## List of tasks
(a) In the post below on the future of SF, list the things that the quoted writer names as the field's roots.
(b) Answer these questions about the post below on the future of SF:
(i) What date does the quoted message carry?
(ii) When the replier asks whether anyone is interested in as much as half of the list's messages, what does he say about himself?
(iii) Which two characters are named as talking at length for pages?

## Excerpt to read
** begin **

[net.sf-lovers] Future of SF

KFL@MIT-MC.ARPA (09/26/85)

From: Keith F. Lynch <KFL@MIT-MC.ARPA>

    From: druri!dht@topaz.rutgers.edu (Davis Tucker)
    Date: 19 Sep 85 21:28:09 GMT

    Some would have the field move strictly back to its roots, to the Great
    Idea and hard science and predictions. Others would have it move
    into the mind and the surreal, become experimental in all ways, and
    cast off the chains of its past. Both are doctrinaire and dogmatic.

  I think there is room for both, and for much more.  Whatever readers
are willing to pay for.
  SF is already to the stage where it is somewhat silly to think of it
as just one genre.  Just look at the enormous variety of things
discussed on this list.  Is anyone interested in as much as half of
these messages?  I am not.  Of course everyone picks a different half.

    Quality writing
    means attention to details like plot twists and avoiding loose ends,
    characters who live and breathe and talk like they were people, not
    cartoon characters. Real people don't expostulate for pages, like
    Jubal Harshaw or Lazarus Long ...

** end **

## Extracted information
** begin **

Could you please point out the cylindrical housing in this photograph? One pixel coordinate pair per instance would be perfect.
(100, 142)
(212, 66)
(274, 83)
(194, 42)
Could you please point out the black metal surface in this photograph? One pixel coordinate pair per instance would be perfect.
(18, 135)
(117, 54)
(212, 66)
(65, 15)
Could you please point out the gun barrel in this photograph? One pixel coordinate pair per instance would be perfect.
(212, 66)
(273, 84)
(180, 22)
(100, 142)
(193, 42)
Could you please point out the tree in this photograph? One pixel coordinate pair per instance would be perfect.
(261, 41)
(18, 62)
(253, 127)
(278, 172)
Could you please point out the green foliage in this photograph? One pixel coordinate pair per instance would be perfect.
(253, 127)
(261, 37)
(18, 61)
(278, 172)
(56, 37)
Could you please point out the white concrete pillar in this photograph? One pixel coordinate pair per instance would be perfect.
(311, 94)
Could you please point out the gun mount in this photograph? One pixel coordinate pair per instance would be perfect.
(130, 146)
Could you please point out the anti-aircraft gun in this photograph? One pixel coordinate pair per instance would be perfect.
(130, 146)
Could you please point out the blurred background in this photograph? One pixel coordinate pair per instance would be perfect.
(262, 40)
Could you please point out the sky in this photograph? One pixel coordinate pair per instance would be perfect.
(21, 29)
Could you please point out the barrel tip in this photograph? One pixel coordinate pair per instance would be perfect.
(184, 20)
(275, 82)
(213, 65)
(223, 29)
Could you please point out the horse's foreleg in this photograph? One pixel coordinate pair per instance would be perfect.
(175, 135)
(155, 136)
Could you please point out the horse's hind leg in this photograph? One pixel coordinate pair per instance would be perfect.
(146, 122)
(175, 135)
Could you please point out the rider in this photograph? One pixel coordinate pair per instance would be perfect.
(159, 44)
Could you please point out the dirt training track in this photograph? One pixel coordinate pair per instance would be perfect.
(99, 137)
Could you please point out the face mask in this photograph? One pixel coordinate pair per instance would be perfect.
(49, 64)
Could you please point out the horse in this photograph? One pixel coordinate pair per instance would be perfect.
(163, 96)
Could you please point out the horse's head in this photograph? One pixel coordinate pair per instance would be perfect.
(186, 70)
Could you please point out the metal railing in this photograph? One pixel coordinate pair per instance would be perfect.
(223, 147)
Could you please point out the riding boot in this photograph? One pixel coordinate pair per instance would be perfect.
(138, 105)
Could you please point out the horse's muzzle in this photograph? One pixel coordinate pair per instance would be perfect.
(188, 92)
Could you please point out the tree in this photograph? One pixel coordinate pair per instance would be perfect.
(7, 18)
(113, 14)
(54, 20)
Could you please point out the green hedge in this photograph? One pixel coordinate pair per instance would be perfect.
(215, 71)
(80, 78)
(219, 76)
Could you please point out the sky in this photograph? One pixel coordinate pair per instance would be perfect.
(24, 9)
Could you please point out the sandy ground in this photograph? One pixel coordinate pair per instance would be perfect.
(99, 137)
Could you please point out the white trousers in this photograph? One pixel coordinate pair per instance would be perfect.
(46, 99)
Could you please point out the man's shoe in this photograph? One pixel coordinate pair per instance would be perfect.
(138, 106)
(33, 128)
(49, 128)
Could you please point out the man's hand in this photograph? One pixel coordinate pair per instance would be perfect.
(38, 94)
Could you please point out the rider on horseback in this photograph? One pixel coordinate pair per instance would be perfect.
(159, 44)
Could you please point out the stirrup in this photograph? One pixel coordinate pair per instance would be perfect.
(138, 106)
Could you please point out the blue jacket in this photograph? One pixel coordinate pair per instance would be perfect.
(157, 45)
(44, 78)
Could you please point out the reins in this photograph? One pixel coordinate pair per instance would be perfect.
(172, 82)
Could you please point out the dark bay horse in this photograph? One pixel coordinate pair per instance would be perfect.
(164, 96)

** end **

## Task responses
(a)
the Great Idea
hard science
predictions

(b)
(i) 19 Sep 85 21:28:09 GMT
(ii) He says he is not.
(iii) Jubal Harshaw and Lazarus Long